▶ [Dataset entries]
---
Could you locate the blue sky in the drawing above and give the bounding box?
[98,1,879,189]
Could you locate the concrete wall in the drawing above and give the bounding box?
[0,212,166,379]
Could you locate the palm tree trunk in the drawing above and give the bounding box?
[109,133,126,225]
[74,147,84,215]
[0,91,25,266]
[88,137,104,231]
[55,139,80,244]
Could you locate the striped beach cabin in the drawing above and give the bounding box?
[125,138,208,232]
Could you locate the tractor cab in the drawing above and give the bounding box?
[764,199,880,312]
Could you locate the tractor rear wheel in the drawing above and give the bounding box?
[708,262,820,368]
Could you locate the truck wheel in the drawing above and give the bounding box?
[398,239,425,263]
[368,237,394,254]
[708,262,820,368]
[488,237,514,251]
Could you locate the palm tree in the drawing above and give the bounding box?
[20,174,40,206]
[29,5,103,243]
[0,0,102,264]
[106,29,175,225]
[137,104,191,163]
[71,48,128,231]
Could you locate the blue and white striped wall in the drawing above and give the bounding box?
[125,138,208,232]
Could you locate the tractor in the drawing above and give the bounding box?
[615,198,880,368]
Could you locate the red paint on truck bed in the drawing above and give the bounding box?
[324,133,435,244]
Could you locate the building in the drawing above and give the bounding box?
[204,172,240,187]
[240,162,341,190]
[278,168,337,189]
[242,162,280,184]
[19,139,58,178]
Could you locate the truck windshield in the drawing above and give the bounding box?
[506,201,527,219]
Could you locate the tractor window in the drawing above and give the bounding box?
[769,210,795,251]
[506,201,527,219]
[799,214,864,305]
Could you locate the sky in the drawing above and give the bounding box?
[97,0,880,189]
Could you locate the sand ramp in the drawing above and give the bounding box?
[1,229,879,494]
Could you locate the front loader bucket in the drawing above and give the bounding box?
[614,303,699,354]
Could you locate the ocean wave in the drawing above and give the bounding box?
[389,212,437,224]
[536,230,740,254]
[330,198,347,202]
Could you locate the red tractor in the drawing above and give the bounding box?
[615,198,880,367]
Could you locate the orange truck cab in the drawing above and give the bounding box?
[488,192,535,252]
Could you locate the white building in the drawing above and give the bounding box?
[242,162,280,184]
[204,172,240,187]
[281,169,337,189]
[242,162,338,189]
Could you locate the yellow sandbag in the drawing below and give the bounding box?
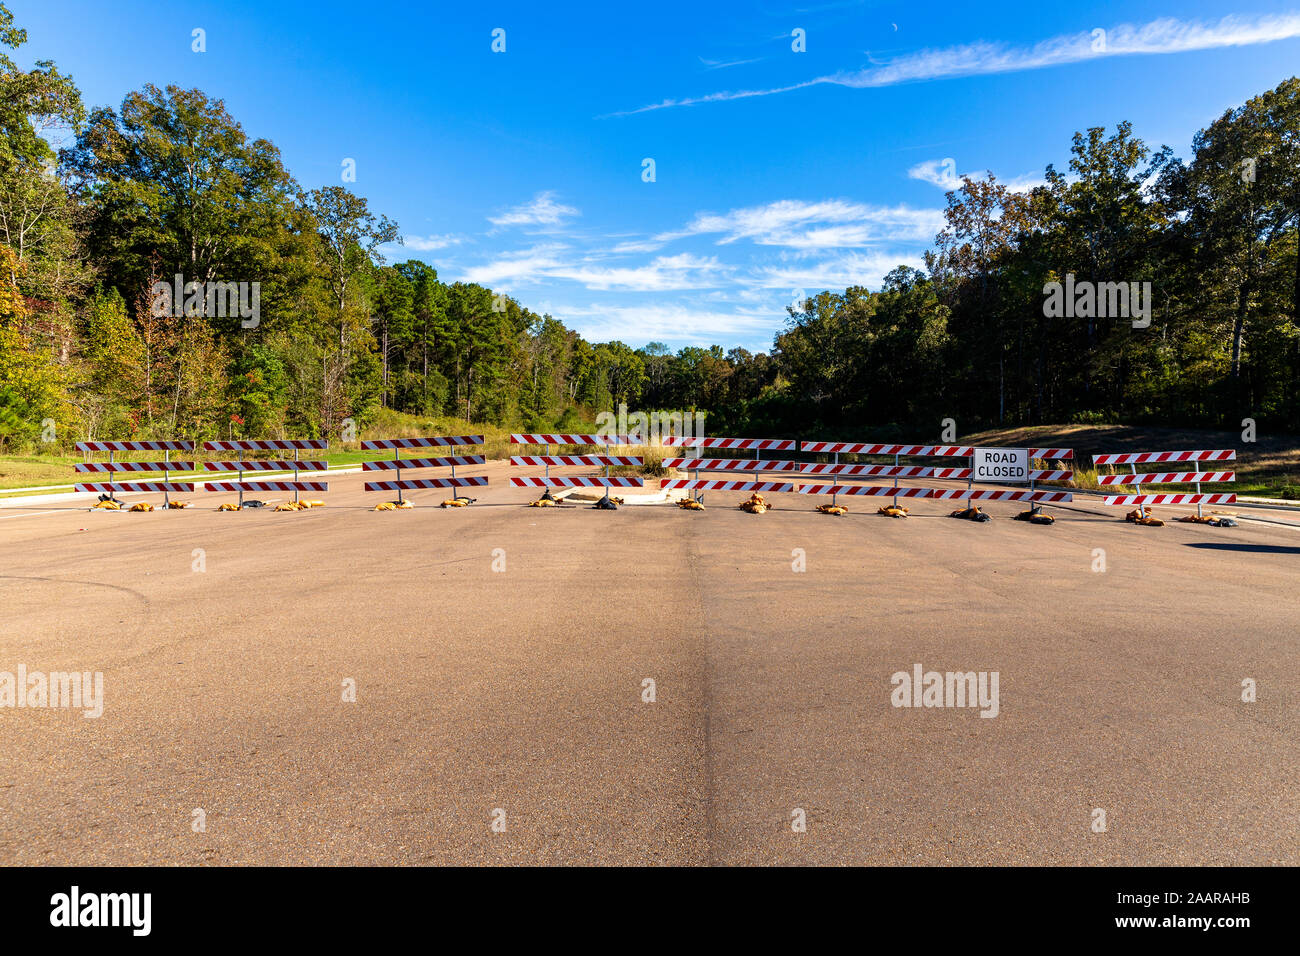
[1126,508,1164,527]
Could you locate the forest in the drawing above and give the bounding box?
[0,2,1296,451]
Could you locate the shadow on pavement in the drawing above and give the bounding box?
[1184,542,1300,554]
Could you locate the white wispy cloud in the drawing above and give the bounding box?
[908,159,1046,194]
[401,233,463,251]
[554,253,725,291]
[613,13,1300,114]
[488,191,580,228]
[461,244,571,285]
[555,301,778,344]
[755,250,927,290]
[699,55,765,70]
[660,198,944,247]
[610,238,669,255]
[461,247,723,291]
[908,158,962,191]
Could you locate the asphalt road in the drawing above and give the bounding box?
[1,462,1297,865]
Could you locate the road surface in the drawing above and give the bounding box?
[1,462,1296,865]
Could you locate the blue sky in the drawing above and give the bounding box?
[13,0,1300,351]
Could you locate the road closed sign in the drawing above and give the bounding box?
[973,447,1029,483]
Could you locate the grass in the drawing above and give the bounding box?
[0,455,80,490]
[607,445,668,477]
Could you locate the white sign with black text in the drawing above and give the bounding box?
[972,447,1029,483]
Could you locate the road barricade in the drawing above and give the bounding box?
[201,439,329,509]
[74,441,197,509]
[797,443,1074,518]
[361,436,486,507]
[1094,449,1236,524]
[660,435,798,505]
[509,435,642,507]
[798,442,975,512]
---
▶ [Aim of the exercise] Exactly the lines from the one with "Could you locate the road closed" through the final line of the entries are to be returned, both ends included.

▶ [Output of the exercise]
Could you locate the road closed sign in the drawing above and give the bounding box?
[973,447,1029,483]
Could you locate the grass in the drawing above and give the bounding box?
[0,455,80,490]
[607,445,668,477]
Could you locate the white sign with black text in the drawing above and give the bounding box?
[972,447,1029,483]
Could you locate the road barricade in the drawing above and give the bounding box?
[201,439,329,509]
[74,441,197,509]
[797,443,1074,518]
[361,436,486,507]
[1094,449,1236,524]
[660,435,798,505]
[509,435,642,507]
[798,442,975,512]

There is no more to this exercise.